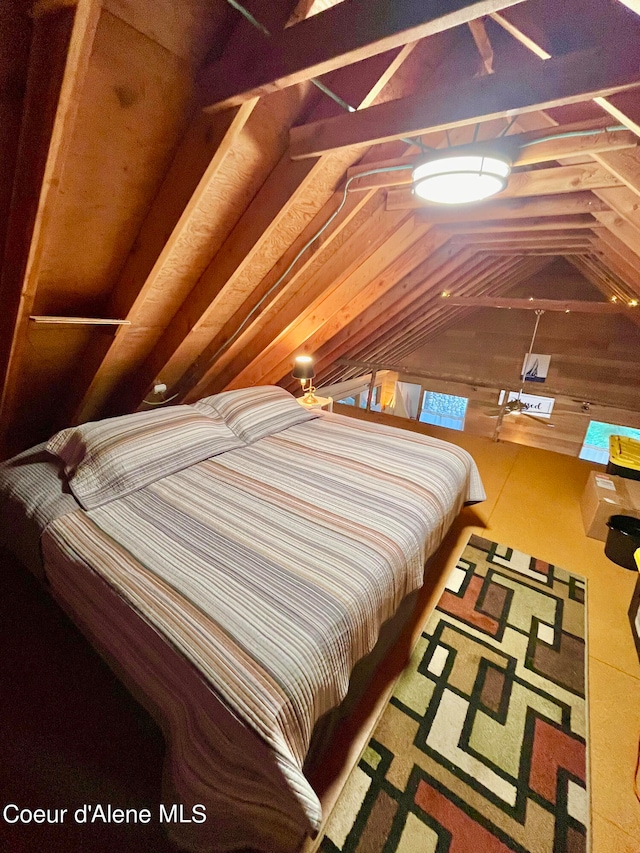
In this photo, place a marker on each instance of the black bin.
* * *
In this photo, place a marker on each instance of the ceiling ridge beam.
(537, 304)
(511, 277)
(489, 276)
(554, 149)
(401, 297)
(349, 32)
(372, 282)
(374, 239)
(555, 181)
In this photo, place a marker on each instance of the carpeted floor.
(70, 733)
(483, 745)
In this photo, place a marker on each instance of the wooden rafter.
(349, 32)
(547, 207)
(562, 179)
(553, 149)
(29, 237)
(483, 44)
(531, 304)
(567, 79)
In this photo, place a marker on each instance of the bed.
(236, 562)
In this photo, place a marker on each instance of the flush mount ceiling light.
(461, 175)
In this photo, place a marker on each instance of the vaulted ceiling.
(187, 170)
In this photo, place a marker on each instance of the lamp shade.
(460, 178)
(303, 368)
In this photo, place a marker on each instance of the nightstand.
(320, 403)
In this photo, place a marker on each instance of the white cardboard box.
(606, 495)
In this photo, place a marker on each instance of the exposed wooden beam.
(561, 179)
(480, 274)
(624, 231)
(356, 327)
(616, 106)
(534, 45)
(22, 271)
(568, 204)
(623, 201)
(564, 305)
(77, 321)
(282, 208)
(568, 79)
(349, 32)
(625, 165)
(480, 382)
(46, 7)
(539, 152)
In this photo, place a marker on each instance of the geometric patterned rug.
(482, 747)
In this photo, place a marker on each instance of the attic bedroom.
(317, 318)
---
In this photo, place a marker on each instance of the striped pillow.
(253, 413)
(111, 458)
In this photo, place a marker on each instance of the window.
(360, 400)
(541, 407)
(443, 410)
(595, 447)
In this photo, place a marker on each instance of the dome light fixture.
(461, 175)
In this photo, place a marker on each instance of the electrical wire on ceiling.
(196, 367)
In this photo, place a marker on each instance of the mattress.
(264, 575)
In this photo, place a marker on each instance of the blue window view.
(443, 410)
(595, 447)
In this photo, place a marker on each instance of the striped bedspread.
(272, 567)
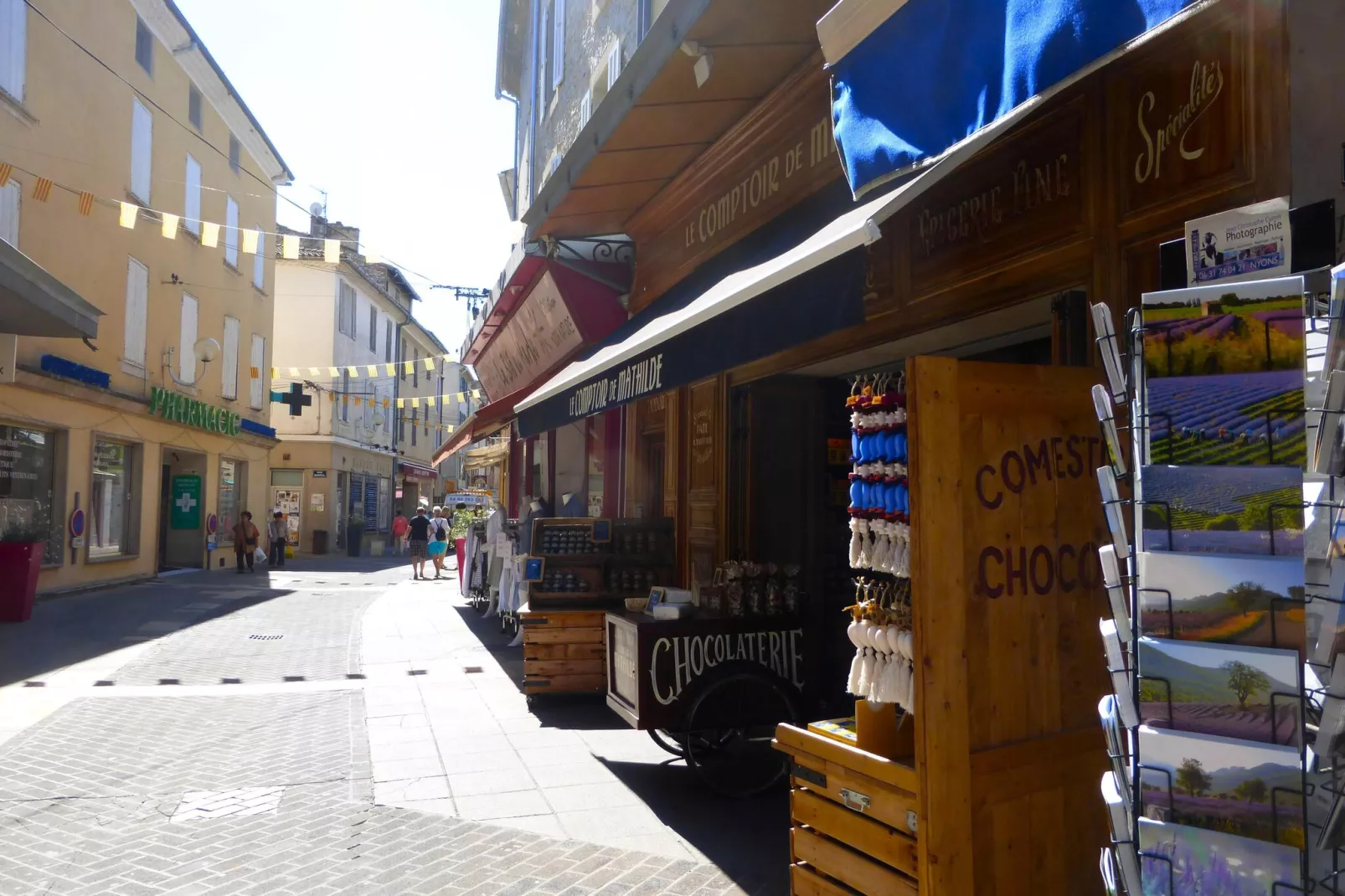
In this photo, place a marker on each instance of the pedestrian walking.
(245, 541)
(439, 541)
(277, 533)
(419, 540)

TASK STATEMENT: Find each line above that contains the word "beam", and copy those lines.

EXERCISE RESULT:
In this photo, place a marker on each instance of the ceiling ridge beam.
In this photo, place a marker on each instance of the exposed wooden beam.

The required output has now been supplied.